Brano da leggere:
- - - - - - -
Intanto, quei terroristi – e chi li armò ed organizzò quegli attentati – avevano raggiunto il più profondo degli obiettivi: incidere sull’evoluzione della società, da loro considerata ‘nemica’, provocando profondi cambiamenti nei concetti di democrazia e di comunità. Il risultato, che ancora stiamo subendo, è quello di ritornare ad un evidente egoismo socio-politico, rinunciando – almeno in parte, si spera – ad essere una società aperta, tollerante, includente, cadendo nell’errore di iniziare a considerare, da parte di una certa politica, scontato che per garantire la sicurezza si debbano comprimere alcuni diritti civili fondamentali, come se il concetto di sicurezza e quello di libertà, declinato nelle sue forme più varie, a partire dalla possibilità di muoversi liberamente, fossero – e siano ancora – in contraddizione, secondo l’equazione più sicurezza uguale meno libertà.
- - - - - - -
Compito breve 1:
Nell'elenco riportato più sotto, restituisca senza alcuna modifica le righe che vanno da quella contenente "In this exercise you will find the green pepper stem" fino all'ultima riga dell'elenco, estremi inclusi.
- - - - - - -
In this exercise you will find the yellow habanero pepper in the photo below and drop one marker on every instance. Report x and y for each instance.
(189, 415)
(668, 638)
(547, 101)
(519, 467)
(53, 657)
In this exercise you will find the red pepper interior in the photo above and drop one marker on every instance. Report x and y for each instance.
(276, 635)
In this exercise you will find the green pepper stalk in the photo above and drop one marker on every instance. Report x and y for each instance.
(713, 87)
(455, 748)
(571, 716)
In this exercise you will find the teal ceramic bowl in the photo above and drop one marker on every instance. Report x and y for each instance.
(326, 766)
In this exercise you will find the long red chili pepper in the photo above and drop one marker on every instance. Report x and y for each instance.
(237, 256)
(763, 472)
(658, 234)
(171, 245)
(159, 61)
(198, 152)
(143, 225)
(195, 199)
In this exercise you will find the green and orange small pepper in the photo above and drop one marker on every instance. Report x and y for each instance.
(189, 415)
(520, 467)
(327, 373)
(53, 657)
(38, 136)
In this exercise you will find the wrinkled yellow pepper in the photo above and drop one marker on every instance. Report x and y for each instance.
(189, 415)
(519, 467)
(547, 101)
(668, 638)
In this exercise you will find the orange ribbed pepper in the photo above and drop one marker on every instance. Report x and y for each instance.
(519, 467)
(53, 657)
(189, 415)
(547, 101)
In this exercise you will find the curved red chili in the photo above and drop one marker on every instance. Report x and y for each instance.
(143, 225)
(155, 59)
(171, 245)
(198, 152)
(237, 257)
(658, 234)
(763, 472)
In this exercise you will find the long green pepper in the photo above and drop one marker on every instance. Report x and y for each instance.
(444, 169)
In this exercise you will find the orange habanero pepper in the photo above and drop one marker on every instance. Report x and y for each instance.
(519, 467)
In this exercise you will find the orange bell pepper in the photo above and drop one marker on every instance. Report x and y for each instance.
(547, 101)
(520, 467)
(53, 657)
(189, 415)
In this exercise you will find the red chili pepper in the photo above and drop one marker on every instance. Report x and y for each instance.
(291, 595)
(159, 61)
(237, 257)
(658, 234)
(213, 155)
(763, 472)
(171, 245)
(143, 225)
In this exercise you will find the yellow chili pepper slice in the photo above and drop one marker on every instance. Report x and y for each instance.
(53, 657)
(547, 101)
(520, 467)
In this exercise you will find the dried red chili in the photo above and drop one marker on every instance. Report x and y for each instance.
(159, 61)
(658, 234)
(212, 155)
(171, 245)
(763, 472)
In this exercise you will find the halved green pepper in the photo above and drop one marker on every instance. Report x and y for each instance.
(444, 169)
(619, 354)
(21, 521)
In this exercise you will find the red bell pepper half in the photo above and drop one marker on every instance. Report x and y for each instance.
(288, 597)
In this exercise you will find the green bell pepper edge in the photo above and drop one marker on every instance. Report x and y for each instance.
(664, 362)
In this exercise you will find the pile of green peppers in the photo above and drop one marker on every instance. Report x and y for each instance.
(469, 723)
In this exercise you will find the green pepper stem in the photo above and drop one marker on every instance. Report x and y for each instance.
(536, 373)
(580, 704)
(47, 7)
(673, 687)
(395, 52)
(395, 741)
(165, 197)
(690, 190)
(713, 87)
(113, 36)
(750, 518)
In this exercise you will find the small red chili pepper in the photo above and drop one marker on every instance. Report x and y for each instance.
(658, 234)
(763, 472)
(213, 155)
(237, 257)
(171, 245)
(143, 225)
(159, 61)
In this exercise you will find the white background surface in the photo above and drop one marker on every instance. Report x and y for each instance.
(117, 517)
- - - - - - -
Compito breve 2:
Prosegua il brano sul rapporto tra sicurezza e libertà dopo la sua ultima frase.

Risposta 1:
In this exercise you will find the green pepper stem in the photo above and drop one marker on every instance. Report x and y for each instance.
(536, 373)
(580, 704)
(47, 7)
(673, 687)
(395, 52)
(395, 741)
(165, 197)
(690, 190)
(713, 87)
(113, 36)
(750, 518)
In this exercise you will find the small red chili pepper in the photo above and drop one marker on every instance. Report x and y for each instance.
(658, 234)
(763, 472)
(213, 155)
(237, 257)
(171, 245)
(143, 225)
(159, 61)
In this exercise you will find the white background surface in the photo above and drop one marker on every instance. Report x and y for each instance.
(117, 517)

Risposta 2:
Populismi e sovranismi sono ritornati prepotentemente a farsi largo nei programmi di una certa politica, di destra quanto di sinistra. Considerandoci “soli contro tutti”, facendoci scudo con una nostra presunta superiorità socio-culturale rispetto alle altre società, ci rintaniamo dentro i nostri stretti confini provando a costruire muri che invece non possono essere più invalicabili, mentre, invece, dobbiamo convincerci che cultura e integrazione sono le sole armi utilizzabili per uscire da questa situazione, da questo assedio preoccupante.
E dare luce a questo secolo altrimenti nato nel buio. Nell’oscurità della paura
È questa la lezione dell’11 settembre.